Deze zaak gaat over de minderjarige kinderen:
-
[minderjarige 1], geboren op [geboortedatum] 2013 te [geboorteplaats] ,
hierna te noemen: [minderjarige 1] ;
-
[minderjarige 2], geboren op [geboortedatum] 2015 te [geboorteplaats] ,
hierna te noemen: [minderjarige 2] ;
-
[minderjarige 3], geboren op [geboortedatum] 2017 te [geboorteplaats] ,
hierna te noemen: [minderjarige 3] .
In zijn hoedanigheid als omschreven in artikel 810 van het Wetboek van Burgerlijke Rechtsvordering is in de procedure gekend:
de
Raad voor de Kinderbescherming,
hierna te noemen: de raad.
De zaak in het kort:
De rechtbank heeft aan de moeder vervangende toestemming verleend de kinderen in te schrijven op een school in [woonplaats moeder] en de verdeling van de zorg- en opvoedingstaken gewijzigd. De vader is het daar niet mee eens.

1.Het geding in eerste aanleg

Het hof verwijst voor het verloop van het geding in eerste aanleg naar de beschikking van de rechtbank Zeeland-West-Brabant, zittingsplaats Breda , van 10 februari 2023, uitgesproken onder voormeld zaaknummer.

2.Het geding in hoger beroep

2.1.
Bij beroepschrift met producties, ingekomen bij de griffie van het hof op 13 maart 2023, heeft de vader verzocht de uitvoerbaar bij voorraadverklaring van de bestreden beschikking te schorsen. De vader heeft verder verzocht voormelde beschikking te vernietigen en opnieuw rechtdoende:
  • de verzoeken van de moeder om aan haar vervangende toestemming te verlenen [minderjarige 2] en [minderjarige 3] in te schrijven op een basisschool in [woonplaats moeder] af te wijzen;
  • het verzoek van de moeder om [minderjarige 1] in te schrijven op [school 1] in [woonplaats moeder] af te wijzen en aan de vader vervangende toestemming te verlenen [minderjarige 1] in de schrijven op [school 2] in [woonplaats vader] , zodat zij aldaar naar school zal gaan vanaf het schooljaar 2023/2024.

_ _ _ _ _

◆ **UIT TE VOEREN OPDRACHTEN**:
1 – Geef voor elk van de volgende beweringen aan of ze overeenkomt met de getoonde tekst, met ja of nee en de doorslaggevende woorden letterlijk geciteerd: (a) Het beroepschrift kwam op 13 maart 2023 binnen bij de griffie van het hof. (b) De vader stemt in met wat de rechtbank heeft beslist. (c) De rechtbank heeft de verdeling van de zorg- en opvoedingstaken gewijzigd.
2 – Schrijf het deel van de getoonde tekst uit dat opent met de woorden "1.Het geding in" en sluit met "onder voormeld zaaknummer.", en verwissel daarin "eerste aanleg" overal voor "eerste instantie".
De vermeldingen hieronder komen uit een andere bron.

_ _ _ _ _

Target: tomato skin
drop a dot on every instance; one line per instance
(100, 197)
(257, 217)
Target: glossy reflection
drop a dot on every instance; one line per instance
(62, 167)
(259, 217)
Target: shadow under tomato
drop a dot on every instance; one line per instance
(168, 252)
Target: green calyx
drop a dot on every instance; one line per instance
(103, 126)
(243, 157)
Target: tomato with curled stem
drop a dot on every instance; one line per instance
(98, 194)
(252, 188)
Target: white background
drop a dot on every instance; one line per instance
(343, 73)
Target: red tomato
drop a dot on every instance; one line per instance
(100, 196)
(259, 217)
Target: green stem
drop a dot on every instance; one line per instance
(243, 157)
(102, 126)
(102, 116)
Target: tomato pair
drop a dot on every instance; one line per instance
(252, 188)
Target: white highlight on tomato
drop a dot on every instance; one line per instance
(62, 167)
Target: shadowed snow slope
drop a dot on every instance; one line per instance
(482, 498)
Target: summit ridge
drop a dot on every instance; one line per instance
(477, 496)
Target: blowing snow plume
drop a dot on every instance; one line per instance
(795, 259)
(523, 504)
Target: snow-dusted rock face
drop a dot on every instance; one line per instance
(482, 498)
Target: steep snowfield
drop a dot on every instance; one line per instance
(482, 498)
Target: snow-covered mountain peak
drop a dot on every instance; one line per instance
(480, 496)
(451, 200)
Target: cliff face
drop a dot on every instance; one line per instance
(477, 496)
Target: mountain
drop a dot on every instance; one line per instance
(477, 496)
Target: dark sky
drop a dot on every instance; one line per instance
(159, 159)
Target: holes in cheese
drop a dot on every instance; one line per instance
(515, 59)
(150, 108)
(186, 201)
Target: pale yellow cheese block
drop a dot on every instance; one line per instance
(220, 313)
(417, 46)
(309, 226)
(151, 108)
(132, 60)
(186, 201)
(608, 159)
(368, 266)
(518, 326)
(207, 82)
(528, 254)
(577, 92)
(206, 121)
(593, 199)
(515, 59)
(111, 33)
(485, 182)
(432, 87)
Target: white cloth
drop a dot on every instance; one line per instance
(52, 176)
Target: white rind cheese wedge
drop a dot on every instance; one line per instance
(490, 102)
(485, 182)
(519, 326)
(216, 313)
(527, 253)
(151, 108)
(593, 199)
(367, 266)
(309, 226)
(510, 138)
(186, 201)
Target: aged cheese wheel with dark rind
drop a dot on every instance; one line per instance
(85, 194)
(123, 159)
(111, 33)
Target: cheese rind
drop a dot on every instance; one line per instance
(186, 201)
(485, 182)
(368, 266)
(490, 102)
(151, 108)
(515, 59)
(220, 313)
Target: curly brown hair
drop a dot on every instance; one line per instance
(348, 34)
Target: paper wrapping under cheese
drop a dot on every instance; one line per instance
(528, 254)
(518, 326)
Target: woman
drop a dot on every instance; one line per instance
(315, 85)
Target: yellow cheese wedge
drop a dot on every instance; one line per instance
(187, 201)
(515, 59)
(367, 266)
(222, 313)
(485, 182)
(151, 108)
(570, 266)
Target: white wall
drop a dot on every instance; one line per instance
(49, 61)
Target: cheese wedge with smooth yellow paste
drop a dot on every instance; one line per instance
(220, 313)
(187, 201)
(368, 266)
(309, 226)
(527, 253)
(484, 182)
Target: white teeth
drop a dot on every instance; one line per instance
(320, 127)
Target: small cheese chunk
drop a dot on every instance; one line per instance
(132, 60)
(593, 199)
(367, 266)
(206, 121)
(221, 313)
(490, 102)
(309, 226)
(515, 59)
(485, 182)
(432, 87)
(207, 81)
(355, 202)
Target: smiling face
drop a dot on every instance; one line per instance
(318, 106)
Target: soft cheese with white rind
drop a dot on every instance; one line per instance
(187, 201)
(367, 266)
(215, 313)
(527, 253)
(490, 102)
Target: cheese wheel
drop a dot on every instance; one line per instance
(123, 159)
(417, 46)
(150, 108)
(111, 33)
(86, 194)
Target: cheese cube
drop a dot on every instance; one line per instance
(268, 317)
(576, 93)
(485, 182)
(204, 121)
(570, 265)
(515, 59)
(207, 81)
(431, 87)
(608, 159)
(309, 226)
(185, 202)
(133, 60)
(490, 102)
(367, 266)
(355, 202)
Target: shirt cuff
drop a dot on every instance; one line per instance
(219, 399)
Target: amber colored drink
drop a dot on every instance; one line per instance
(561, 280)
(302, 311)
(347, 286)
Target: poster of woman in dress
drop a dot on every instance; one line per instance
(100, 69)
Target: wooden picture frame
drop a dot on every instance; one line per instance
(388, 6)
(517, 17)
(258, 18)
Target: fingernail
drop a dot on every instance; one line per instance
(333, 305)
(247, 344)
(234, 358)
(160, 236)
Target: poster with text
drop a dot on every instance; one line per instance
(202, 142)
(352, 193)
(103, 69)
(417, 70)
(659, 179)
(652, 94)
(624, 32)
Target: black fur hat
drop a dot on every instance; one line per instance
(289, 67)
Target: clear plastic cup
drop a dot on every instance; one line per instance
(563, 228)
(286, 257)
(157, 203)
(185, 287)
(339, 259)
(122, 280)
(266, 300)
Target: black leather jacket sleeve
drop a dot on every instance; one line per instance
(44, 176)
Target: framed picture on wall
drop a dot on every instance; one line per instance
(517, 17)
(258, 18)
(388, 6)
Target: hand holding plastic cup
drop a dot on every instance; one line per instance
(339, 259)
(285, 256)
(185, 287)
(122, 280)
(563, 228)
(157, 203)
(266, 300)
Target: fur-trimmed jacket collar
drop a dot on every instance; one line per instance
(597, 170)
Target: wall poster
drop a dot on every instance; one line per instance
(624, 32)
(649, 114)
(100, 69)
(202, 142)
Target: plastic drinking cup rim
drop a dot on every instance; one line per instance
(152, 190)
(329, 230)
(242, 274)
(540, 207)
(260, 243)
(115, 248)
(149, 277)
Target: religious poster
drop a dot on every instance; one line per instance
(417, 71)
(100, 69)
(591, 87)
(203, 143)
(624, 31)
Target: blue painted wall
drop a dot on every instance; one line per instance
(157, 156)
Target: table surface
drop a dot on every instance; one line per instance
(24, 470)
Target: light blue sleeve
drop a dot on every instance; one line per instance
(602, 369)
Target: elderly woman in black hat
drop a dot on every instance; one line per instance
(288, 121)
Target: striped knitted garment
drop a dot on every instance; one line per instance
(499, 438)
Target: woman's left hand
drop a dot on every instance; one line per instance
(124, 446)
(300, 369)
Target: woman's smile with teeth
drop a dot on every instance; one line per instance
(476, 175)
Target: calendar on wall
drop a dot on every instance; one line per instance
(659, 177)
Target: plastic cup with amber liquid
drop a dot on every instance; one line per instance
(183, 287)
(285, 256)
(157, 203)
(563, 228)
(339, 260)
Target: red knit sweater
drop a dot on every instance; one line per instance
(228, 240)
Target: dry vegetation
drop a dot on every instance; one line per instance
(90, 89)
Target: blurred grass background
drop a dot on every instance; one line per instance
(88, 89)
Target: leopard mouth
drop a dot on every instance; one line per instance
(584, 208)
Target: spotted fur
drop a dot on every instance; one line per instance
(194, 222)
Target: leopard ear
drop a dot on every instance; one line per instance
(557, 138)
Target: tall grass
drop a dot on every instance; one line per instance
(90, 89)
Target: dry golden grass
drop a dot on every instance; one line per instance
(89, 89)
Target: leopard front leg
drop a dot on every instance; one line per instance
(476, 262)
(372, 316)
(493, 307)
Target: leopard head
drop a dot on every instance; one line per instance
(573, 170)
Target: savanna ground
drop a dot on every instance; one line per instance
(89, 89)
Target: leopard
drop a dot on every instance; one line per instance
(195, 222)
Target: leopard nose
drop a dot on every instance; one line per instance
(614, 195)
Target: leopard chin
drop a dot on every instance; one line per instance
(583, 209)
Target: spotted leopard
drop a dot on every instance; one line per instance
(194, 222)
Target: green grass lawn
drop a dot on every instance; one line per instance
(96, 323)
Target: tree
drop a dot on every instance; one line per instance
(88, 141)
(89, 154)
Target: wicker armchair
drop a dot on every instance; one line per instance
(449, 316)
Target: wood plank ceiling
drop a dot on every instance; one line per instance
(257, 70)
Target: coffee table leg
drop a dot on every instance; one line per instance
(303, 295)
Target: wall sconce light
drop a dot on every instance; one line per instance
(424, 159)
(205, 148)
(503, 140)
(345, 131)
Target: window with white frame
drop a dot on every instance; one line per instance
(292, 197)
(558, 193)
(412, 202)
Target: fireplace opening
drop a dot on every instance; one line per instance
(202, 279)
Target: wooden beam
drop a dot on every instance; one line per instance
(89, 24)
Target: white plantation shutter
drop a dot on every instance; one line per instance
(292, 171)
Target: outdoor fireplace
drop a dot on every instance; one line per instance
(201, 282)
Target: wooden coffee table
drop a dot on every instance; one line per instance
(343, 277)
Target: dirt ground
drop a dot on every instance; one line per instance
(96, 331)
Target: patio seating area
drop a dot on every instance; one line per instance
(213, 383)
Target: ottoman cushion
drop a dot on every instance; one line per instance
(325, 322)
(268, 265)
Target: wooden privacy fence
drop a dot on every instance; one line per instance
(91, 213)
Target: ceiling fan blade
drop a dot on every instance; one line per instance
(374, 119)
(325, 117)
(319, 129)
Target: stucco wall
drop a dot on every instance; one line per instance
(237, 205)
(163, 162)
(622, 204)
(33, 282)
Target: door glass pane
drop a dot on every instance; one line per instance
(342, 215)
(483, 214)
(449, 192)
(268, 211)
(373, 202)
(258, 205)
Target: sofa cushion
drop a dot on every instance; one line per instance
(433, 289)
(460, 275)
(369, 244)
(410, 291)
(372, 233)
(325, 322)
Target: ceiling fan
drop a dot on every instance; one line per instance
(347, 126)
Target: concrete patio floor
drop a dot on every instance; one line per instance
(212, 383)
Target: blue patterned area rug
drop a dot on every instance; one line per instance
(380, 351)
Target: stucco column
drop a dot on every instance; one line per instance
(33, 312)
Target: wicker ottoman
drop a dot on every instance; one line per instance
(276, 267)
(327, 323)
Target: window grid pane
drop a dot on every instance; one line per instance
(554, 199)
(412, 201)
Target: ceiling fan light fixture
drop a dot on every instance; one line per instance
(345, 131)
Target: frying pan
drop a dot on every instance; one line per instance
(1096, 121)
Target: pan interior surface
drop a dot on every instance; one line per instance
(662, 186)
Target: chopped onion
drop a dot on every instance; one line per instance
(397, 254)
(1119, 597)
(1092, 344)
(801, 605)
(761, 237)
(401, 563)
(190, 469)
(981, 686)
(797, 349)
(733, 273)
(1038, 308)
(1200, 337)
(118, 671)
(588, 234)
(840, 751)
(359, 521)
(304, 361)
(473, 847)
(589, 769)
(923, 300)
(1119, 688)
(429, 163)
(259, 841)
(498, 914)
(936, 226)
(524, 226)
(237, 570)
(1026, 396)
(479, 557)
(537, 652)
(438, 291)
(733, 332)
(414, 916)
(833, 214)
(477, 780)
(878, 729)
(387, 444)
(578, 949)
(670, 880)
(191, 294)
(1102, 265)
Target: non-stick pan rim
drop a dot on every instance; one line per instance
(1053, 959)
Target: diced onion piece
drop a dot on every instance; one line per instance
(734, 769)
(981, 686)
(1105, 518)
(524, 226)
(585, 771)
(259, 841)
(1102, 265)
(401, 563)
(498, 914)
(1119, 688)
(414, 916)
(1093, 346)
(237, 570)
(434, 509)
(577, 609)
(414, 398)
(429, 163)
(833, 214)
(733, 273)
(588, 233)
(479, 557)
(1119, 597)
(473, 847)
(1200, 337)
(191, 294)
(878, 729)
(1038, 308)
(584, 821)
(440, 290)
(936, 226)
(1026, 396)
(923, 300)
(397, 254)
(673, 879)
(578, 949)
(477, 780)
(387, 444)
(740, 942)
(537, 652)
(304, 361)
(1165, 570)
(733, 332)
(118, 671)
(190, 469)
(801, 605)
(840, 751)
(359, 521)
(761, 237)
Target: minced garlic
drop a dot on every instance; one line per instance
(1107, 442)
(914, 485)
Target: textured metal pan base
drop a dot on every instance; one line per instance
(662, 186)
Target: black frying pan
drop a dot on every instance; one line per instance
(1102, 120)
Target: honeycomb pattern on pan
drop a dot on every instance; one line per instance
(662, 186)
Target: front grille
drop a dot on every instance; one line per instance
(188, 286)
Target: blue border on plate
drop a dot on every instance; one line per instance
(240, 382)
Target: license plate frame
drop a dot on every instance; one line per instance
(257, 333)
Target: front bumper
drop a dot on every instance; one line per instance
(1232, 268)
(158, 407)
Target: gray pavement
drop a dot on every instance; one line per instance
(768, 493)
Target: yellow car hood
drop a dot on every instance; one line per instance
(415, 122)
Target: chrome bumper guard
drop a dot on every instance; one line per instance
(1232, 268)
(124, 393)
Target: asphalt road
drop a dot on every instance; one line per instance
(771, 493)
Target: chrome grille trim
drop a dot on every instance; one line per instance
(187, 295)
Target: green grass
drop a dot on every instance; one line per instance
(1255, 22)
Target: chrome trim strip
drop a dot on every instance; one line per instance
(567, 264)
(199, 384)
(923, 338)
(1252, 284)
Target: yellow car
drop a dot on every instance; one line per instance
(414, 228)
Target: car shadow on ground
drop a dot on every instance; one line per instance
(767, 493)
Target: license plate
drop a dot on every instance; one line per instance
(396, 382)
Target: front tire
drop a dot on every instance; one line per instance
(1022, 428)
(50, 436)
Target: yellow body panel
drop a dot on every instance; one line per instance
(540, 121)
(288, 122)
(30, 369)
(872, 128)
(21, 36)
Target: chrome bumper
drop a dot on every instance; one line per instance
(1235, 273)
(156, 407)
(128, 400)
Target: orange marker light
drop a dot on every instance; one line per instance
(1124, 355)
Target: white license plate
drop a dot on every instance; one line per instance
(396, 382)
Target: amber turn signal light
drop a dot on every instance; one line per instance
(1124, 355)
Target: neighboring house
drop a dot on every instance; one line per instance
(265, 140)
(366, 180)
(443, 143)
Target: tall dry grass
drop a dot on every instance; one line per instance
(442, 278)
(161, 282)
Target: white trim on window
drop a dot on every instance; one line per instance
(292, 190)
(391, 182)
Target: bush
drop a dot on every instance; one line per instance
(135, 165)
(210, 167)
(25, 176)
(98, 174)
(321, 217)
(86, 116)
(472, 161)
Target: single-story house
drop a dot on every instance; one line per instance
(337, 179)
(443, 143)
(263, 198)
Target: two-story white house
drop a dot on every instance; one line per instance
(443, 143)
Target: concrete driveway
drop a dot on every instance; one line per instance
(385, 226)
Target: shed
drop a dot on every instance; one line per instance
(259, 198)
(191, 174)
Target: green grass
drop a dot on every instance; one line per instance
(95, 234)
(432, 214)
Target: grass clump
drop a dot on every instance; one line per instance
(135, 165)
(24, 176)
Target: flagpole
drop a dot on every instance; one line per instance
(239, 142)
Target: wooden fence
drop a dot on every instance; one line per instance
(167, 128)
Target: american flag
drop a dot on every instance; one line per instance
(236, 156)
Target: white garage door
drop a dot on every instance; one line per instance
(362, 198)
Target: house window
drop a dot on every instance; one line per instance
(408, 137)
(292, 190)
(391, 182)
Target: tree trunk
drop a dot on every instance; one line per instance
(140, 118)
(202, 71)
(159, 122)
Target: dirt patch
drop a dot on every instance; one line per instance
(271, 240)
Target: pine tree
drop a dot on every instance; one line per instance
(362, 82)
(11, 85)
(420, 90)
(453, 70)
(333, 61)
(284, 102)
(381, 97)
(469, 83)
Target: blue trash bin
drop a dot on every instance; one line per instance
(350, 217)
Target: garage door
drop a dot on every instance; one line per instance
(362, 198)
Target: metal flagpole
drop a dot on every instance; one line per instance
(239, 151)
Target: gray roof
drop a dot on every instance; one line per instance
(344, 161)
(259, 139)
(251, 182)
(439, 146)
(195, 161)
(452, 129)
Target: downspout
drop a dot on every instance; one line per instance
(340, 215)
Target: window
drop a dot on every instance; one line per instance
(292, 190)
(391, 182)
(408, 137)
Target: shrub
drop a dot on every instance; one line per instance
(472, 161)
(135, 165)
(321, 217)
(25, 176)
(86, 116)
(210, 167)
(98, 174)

_ _ _ _ _

◆ **VERWACHTE ANTWOORDEN**:
1 –
(a) Ja: "ingekomen bij de griffie van het hof op 13 maart 2023"
(b) Nee: "De vader is het daar niet mee eens."
(c) Ja: "en de verdeling van de zorg- en opvoedingstaken gewijzigd"

2 –
1.Het geding in eerste instantie

Het hof verwijst voor het verloop van het geding in eerste instantie naar de beschikking van de rechtbank Zeeland-West-Brabant, zittingsplaats Breda , van 10 februari 2023, uitgesproken onder voormeld zaaknummer.